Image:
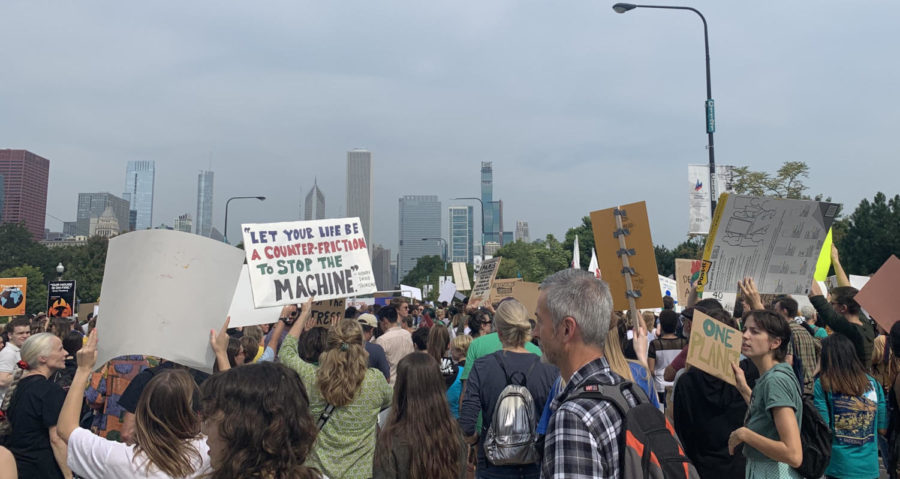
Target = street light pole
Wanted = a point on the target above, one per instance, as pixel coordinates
(482, 219)
(260, 198)
(710, 104)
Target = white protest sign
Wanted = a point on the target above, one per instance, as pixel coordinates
(242, 312)
(163, 291)
(289, 262)
(448, 290)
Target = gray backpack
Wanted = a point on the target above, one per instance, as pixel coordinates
(511, 437)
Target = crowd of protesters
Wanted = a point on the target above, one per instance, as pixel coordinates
(414, 390)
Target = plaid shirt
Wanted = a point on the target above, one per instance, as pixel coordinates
(583, 435)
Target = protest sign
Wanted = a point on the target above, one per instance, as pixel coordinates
(291, 261)
(324, 313)
(879, 296)
(242, 312)
(774, 241)
(714, 347)
(162, 292)
(12, 296)
(639, 248)
(483, 279)
(61, 299)
(448, 290)
(687, 271)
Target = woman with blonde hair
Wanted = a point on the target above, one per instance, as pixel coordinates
(168, 443)
(30, 409)
(344, 394)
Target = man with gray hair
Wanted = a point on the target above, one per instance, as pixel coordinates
(573, 314)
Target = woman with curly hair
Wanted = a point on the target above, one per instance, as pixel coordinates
(410, 447)
(168, 443)
(344, 394)
(258, 423)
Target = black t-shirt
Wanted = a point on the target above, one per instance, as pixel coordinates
(132, 393)
(33, 410)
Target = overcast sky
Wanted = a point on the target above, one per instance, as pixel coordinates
(578, 108)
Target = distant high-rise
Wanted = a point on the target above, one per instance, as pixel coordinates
(522, 231)
(381, 268)
(462, 235)
(315, 205)
(204, 204)
(360, 190)
(184, 223)
(93, 205)
(420, 217)
(140, 177)
(23, 190)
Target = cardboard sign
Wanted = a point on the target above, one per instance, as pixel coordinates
(483, 279)
(774, 241)
(289, 262)
(645, 278)
(12, 296)
(325, 313)
(880, 295)
(162, 292)
(61, 299)
(714, 347)
(687, 271)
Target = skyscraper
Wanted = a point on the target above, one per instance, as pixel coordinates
(360, 190)
(92, 205)
(420, 217)
(315, 205)
(140, 177)
(23, 193)
(204, 204)
(462, 234)
(381, 268)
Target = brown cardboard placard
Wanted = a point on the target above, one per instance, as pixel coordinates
(879, 296)
(714, 347)
(645, 278)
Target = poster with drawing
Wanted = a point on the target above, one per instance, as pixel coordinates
(774, 241)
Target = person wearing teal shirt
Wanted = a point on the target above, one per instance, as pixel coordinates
(852, 403)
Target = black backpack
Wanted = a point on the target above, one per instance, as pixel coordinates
(648, 447)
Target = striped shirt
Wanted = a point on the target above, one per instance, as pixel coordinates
(583, 435)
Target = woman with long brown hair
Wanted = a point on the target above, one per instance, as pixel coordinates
(410, 446)
(258, 423)
(168, 443)
(344, 394)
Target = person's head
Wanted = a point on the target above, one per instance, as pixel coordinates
(72, 343)
(312, 344)
(420, 393)
(342, 367)
(573, 312)
(765, 333)
(786, 306)
(668, 321)
(438, 342)
(511, 321)
(839, 368)
(843, 300)
(420, 338)
(257, 422)
(459, 347)
(19, 330)
(165, 423)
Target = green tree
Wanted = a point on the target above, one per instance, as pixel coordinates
(869, 236)
(36, 289)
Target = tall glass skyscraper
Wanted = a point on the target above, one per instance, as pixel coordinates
(420, 217)
(360, 190)
(204, 203)
(461, 234)
(140, 177)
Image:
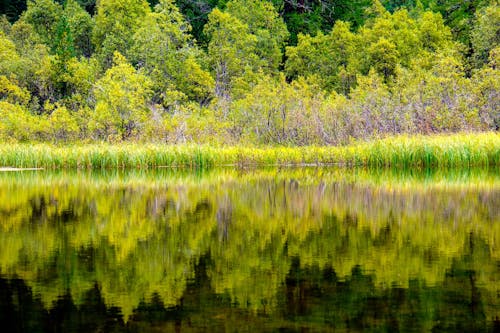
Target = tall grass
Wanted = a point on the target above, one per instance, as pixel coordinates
(478, 149)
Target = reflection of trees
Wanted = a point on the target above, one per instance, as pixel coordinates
(310, 298)
(263, 232)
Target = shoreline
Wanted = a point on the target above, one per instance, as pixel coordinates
(455, 150)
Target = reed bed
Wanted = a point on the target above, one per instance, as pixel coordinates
(457, 150)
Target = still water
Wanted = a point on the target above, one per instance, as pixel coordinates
(290, 250)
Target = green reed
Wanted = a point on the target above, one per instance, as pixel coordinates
(457, 150)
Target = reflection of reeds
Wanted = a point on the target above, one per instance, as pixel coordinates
(484, 178)
(148, 227)
(478, 149)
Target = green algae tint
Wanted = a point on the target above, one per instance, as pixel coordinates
(312, 249)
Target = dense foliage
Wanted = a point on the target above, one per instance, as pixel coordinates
(255, 72)
(284, 245)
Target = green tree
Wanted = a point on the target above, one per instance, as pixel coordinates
(325, 56)
(165, 50)
(116, 22)
(232, 51)
(268, 27)
(122, 97)
(485, 34)
(81, 26)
════════════════════
= What you need to do =
Convert every line of all the entries above into a Markdown table with the columns Row and Line, numbering each row and skipping blank lines. Leave the pictures out of the table.

= Written response =
| Row | Line |
|---|---|
| 1 | Image: |
| 2 | Target = street light pole |
| 3 | Wanted = a point on the target above, one per instance, as pixel coordinates |
| 4 | (482, 219) |
| 5 | (260, 198) |
| 6 | (710, 104) |
| 7 | Target = white protest sign |
| 8 | Wanted = a point on the target above, one per instance, as pixel coordinates |
| 9 | (242, 312) |
| 10 | (163, 291) |
| 11 | (289, 262) |
| 12 | (448, 290) |
| 13 | Target = gray backpack |
| 14 | Wanted = a point on the target above, one per instance, as pixel coordinates |
| 15 | (511, 437) |
| 16 | Target = crowd of protesters |
| 17 | Wanted = a point on the target above, one per instance, as pixel coordinates |
| 18 | (414, 390) |
| 19 | Target = plaid shirt |
| 20 | Wanted = a point on the target above, one per instance, as pixel coordinates |
| 21 | (583, 435) |
| 22 | Target = protest sign |
| 23 | Wanted = a point on the target above, one per instance, as pixel coordinates |
| 24 | (291, 261) |
| 25 | (324, 313) |
| 26 | (879, 296) |
| 27 | (242, 312) |
| 28 | (774, 241) |
| 29 | (714, 347) |
| 30 | (162, 292) |
| 31 | (12, 296) |
| 32 | (639, 248) |
| 33 | (483, 279) |
| 34 | (61, 299) |
| 35 | (448, 290) |
| 36 | (687, 271) |
| 37 | Target = woman with blonde hair |
| 38 | Wanted = a point on the target above, one per instance, as pixel coordinates |
| 39 | (168, 443) |
| 40 | (30, 409) |
| 41 | (344, 394) |
| 42 | Target = man with gray hair |
| 43 | Wanted = a point on the target above, one per instance, as pixel coordinates |
| 44 | (573, 314) |
| 45 | Target = woman with curly hair |
| 46 | Wanted = a point on the target above, one per instance, as pixel coordinates |
| 47 | (410, 447) |
| 48 | (168, 443) |
| 49 | (344, 394) |
| 50 | (258, 423) |
| 51 | Target = black t-shirt |
| 52 | Wanted = a point on the target above, one per instance, as pixel coordinates |
| 53 | (132, 393) |
| 54 | (33, 410) |
| 55 | Target = overcast sky |
| 56 | Wanted = a point on the target above, one per instance, as pixel coordinates |
| 57 | (578, 108) |
| 58 | Target = distant high-rise |
| 59 | Wanted = a point on the target above, one per instance, as pixel coordinates |
| 60 | (522, 231) |
| 61 | (381, 268) |
| 62 | (462, 235) |
| 63 | (315, 205) |
| 64 | (204, 204) |
| 65 | (360, 190) |
| 66 | (184, 223) |
| 67 | (93, 205) |
| 68 | (420, 217) |
| 69 | (140, 177) |
| 70 | (23, 190) |
| 71 | Target = cardboard sign |
| 72 | Wanted = a point on the target above, one per instance, as pixel coordinates |
| 73 | (483, 279) |
| 74 | (774, 241) |
| 75 | (289, 262) |
| 76 | (645, 278) |
| 77 | (12, 296) |
| 78 | (325, 313) |
| 79 | (880, 295) |
| 80 | (162, 292) |
| 81 | (61, 299) |
| 82 | (714, 347) |
| 83 | (687, 271) |
| 84 | Target = skyscraper |
| 85 | Wanted = a point on the target above, one per instance, as pixel coordinates |
| 86 | (360, 190) |
| 87 | (92, 205) |
| 88 | (420, 217) |
| 89 | (315, 205) |
| 90 | (140, 177) |
| 91 | (23, 193) |
| 92 | (204, 204) |
| 93 | (462, 234) |
| 94 | (381, 268) |
| 95 | Target = brown cardboard placard |
| 96 | Wanted = a point on the target above, one per instance, as pixel coordinates |
| 97 | (879, 296) |
| 98 | (714, 347) |
| 99 | (645, 278) |
| 100 | Target = poster with drawing |
| 101 | Wanted = a point on the target above, one per instance, as pixel coordinates |
| 102 | (774, 241) |
| 103 | Target = person wearing teal shirt |
| 104 | Wanted = a point on the target above, one per instance, as pixel coordinates |
| 105 | (852, 403) |
| 106 | Target = black backpack |
| 107 | Wanted = a point on the target above, one per instance, as pixel coordinates |
| 108 | (648, 447) |
| 109 | Target = striped shirt |
| 110 | Wanted = a point on the target above, one per instance, as pixel coordinates |
| 111 | (583, 435) |
| 112 | Target = woman with long brown hair |
| 113 | Wanted = a point on the target above, one per instance, as pixel coordinates |
| 114 | (410, 446) |
| 115 | (258, 423) |
| 116 | (168, 443) |
| 117 | (344, 394) |
| 118 | Target = person's head |
| 119 | Wanted = a point on the target above, one per instance, as pixel coordinates |
| 120 | (72, 343) |
| 121 | (312, 344) |
| 122 | (420, 393) |
| 123 | (342, 367) |
| 124 | (573, 312) |
| 125 | (765, 333) |
| 126 | (786, 306) |
| 127 | (668, 321) |
| 128 | (438, 342) |
| 129 | (511, 321) |
| 130 | (839, 368) |
| 131 | (843, 300) |
| 132 | (420, 338) |
| 133 | (257, 422) |
| 134 | (459, 347) |
| 135 | (19, 330) |
| 136 | (165, 423) |
| 137 | Target = green tree |
| 138 | Wanted = a point on the target above, one per instance, as pixel coordinates |
| 139 | (869, 236) |
| 140 | (36, 289) |
| 141 | Target = tall glass skyscraper |
| 142 | Wanted = a point on the target above, one per instance, as pixel coordinates |
| 143 | (420, 217) |
| 144 | (360, 190) |
| 145 | (204, 203) |
| 146 | (461, 234) |
| 147 | (140, 177) |
| 148 | Image: |
| 149 | Target = tall grass |
| 150 | Wanted = a point on the target above, one per instance, as pixel coordinates |
| 151 | (478, 149) |
| 152 | Target = reflection of trees |
| 153 | Wanted = a point on the target above, one per instance, as pixel coordinates |
| 154 | (310, 298) |
| 155 | (263, 232) |
| 156 | Target = shoreline |
| 157 | Wanted = a point on the target above, one per instance, as pixel coordinates |
| 158 | (455, 150) |
| 159 | Target = reed bed |
| 160 | Wanted = a point on the target above, one per instance, as pixel coordinates |
| 161 | (457, 150) |
| 162 | Target = still water |
| 163 | Wanted = a point on the target above, one per instance, as pixel coordinates |
| 164 | (290, 250) |
| 165 | Target = green reed |
| 166 | Wanted = a point on the target above, one per instance, as pixel coordinates |
| 167 | (457, 150) |
| 168 | Target = reflection of reeds |
| 169 | Wanted = a point on the target above, one per instance, as pixel coordinates |
| 170 | (484, 178) |
| 171 | (148, 227) |
| 172 | (478, 149) |
| 173 | Target = green algae tint |
| 174 | Wanted = a point on the target above, one per instance, as pixel coordinates |
| 175 | (312, 249) |
| 176 | Target = dense foliage |
| 177 | Wanted = a point on the target above, one per instance, as pixel coordinates |
| 178 | (255, 72) |
| 179 | (284, 245) |
| 180 | Target = green tree |
| 181 | Wanted = a point on the target above, one per instance, as pixel coordinates |
| 182 | (325, 56) |
| 183 | (165, 50) |
| 184 | (116, 22) |
| 185 | (232, 51) |
| 186 | (268, 27) |
| 187 | (122, 97) |
| 188 | (485, 34) |
| 189 | (81, 26) |